• Written request a: Pull out every line of the entries below that contains the word "overcast".
— start of Supplied text —
Procedure: Anticipating Semi-Monthly Income
This section provides information about procedures for budgeting semi-monthly income when projecting income is not an option.
Procedures
Income received or expected to be received twice a month is considered semi-monthly.
Semi-monthly and bi-weekly income are not the same and have different conversion factors. Semi-monthly pay dates are generally the same dates of the month. However, bi-weekly pay dates are generally the same day of the week (every other Friday, every other Monday, etc.). (See
Example 1.)
When the participant identifies that both of the last two consecutive semi-monthly paychecks in the budgeting income period are normal, project the semi-monthly income by using both checks in the budget. (See
Projecting a 30-day Income Period for budgeting instructions.) (See
Example 2)
Semi-monthly income must be manually calculated when one or more of the following applies:
●At the start of a new source of income.
●There is an anticipated change.
●One or more paychecks in the 30-day income period do not represent the participant’s ongoing income.
To manually calculate semi-monthly income when average weekly hours are known complete all of the following:
●Determine the average work hours per week.
●Multiply the average work hours per week by the hourly pay rate. This amount is the anticipated weekly gross income.
●Multiply the anticipated weekly gross income by 4.3. This amount is the anticipated monthly income.
●Divide the anticipated monthly income by two. (Drop the third number after the decimal point, when needed.) This amount is the anticipated semi-monthly gross income for one semi-monthly pay period.
When any of the semi-monthly checks are not normal, do not use any of the checks unless it is received in the budget month. For ongoing months only use the anticipated semi-monthly gross amount. (See
Example 3)
When the participant is present, have them sign the Authority to Release Information (FAA‑1765A) form to contact any companies or businesses involved. The FAA-1765A form can be faxed or emailed to the participant's employer when it is not possible to use the Application for Benefits (FAA-0001A) or the HEAplus Authority to Release signed statement.
AZTECS Keying Procedures
For semi-monthly income, key the SM Frequency Code unless the situation requires the use of the AC Frequency Code. (See
AZTECS Frequency Codes for AC Frequency Code use situations.)
Document the
case file(g) thoroughly to support keyed codes, amounts, and frequencies. See the
AZTECS Data Entry Guide for instructions on keying the AZTECS income screens.
NOTE Documentation must support determinations of eligibility and benefit level. Document in sufficient detail to ensure that any reviewer can assess whether the determination is reasonable and accurate. Include specific information regarding the reason the income is determined to be normal. (See
Budgeting Income Documentation Requirements for additional information.)
New Source of Income
For each budget month, complete all of the following:
●Key one of the following Frequency Codes in the FREQ field:
The AC Frequency Code when the participant receives less than a full month of income in the first month.
The SM Frequency Code when the participant receives a full month of income in the first month and ongoing months.
NOTE When one or more of the first checks are lower than normal because the participant started mid-week or due to training, do not consider this to be a full month of income.
●For each pay date received in the budget month, key all of the following:
The pay date in the DATE PAID field.
— end of Supplied text —
— start of Material shown —
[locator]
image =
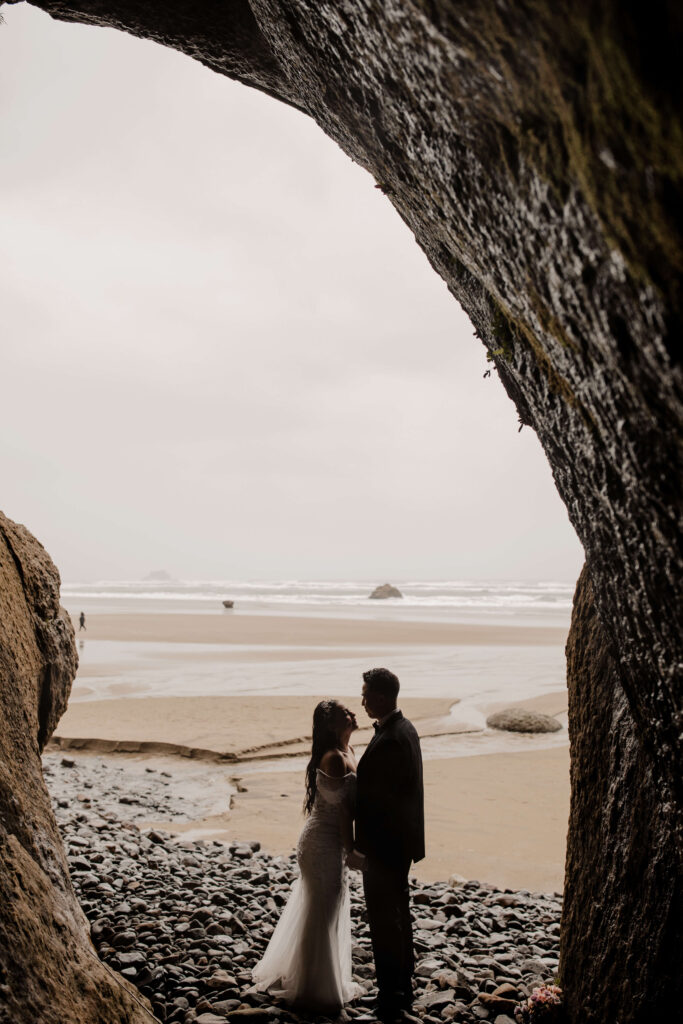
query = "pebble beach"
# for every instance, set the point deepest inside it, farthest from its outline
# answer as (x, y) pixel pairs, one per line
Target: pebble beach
(185, 920)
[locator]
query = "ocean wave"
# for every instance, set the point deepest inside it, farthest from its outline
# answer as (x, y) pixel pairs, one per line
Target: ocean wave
(462, 594)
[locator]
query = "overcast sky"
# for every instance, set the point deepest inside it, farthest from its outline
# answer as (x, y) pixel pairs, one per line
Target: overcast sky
(223, 352)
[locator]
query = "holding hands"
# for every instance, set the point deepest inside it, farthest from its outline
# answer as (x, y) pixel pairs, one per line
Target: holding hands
(355, 860)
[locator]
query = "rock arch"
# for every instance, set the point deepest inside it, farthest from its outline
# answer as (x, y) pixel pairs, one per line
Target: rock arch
(536, 152)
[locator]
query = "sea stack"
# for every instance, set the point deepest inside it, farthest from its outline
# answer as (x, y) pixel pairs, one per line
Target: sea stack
(384, 591)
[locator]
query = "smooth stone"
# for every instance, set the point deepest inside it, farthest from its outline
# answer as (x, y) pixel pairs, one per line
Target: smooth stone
(522, 720)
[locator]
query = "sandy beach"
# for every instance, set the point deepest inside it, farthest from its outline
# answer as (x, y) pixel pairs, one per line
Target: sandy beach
(500, 817)
(300, 631)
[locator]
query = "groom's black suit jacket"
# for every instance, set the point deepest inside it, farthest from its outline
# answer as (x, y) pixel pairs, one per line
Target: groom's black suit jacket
(389, 812)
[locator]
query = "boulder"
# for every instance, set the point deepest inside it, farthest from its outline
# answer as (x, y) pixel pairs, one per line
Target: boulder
(521, 720)
(384, 591)
(49, 970)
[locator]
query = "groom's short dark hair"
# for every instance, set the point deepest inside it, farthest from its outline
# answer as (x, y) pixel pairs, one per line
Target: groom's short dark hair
(382, 681)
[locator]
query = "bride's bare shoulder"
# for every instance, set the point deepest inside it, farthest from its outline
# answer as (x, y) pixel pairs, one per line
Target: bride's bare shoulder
(333, 764)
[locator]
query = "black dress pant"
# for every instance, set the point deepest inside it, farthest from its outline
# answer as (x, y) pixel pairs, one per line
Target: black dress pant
(387, 901)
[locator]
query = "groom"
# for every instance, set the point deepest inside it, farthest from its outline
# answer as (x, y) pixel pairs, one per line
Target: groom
(389, 834)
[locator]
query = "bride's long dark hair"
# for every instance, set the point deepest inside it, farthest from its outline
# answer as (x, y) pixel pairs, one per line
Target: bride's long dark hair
(325, 738)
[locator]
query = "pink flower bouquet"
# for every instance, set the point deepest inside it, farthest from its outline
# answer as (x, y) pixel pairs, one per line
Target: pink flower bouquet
(545, 1004)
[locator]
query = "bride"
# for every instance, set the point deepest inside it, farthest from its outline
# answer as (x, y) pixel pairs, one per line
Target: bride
(308, 960)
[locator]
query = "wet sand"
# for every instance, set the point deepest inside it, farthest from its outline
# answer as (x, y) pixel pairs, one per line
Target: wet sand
(500, 817)
(236, 727)
(299, 631)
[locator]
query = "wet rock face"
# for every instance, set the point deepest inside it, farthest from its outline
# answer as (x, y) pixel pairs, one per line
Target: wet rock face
(48, 972)
(622, 962)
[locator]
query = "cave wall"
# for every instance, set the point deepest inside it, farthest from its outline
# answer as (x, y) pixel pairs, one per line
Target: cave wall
(623, 961)
(49, 972)
(536, 152)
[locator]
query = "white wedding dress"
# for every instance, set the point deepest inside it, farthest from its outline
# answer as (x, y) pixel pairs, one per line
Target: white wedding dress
(308, 960)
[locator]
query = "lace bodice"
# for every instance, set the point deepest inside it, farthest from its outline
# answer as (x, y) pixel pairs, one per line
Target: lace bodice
(331, 792)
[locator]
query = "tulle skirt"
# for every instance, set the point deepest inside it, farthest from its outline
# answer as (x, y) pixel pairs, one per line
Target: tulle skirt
(308, 960)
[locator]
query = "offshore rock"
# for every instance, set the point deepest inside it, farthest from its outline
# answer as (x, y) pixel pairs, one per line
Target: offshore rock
(624, 962)
(48, 968)
(384, 591)
(521, 720)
— end of Material shown —
• Written request b: Update the semi-monthly income procedure above by writing out the passage between "Document the" and "the first month.", inclusive, with "budget month" changed to "benefit month".

• Exercise result a:
query = "overcast sky"
Target: overcast sky

• Exercise result b:
Document the
case file(g) thoroughly to support keyed codes, amounts, and frequencies. See the
AZTECS Data Entry Guide for instructions on keying the AZTECS income screens.
NOTE Documentation must support determinations of eligibility and benefit level. Document in sufficient detail to ensure that any reviewer can assess whether the determination is reasonable and accurate. Include specific information regarding the reason the income is determined to be normal. (See
Budgeting Income Documentation Requirements for additional information.)
New Source of Income
For each benefit month, complete all of the following:
●Key one of the following Frequency Codes in the FREQ field:
The AC Frequency Code when the participant receives less than a full month of income in the first month.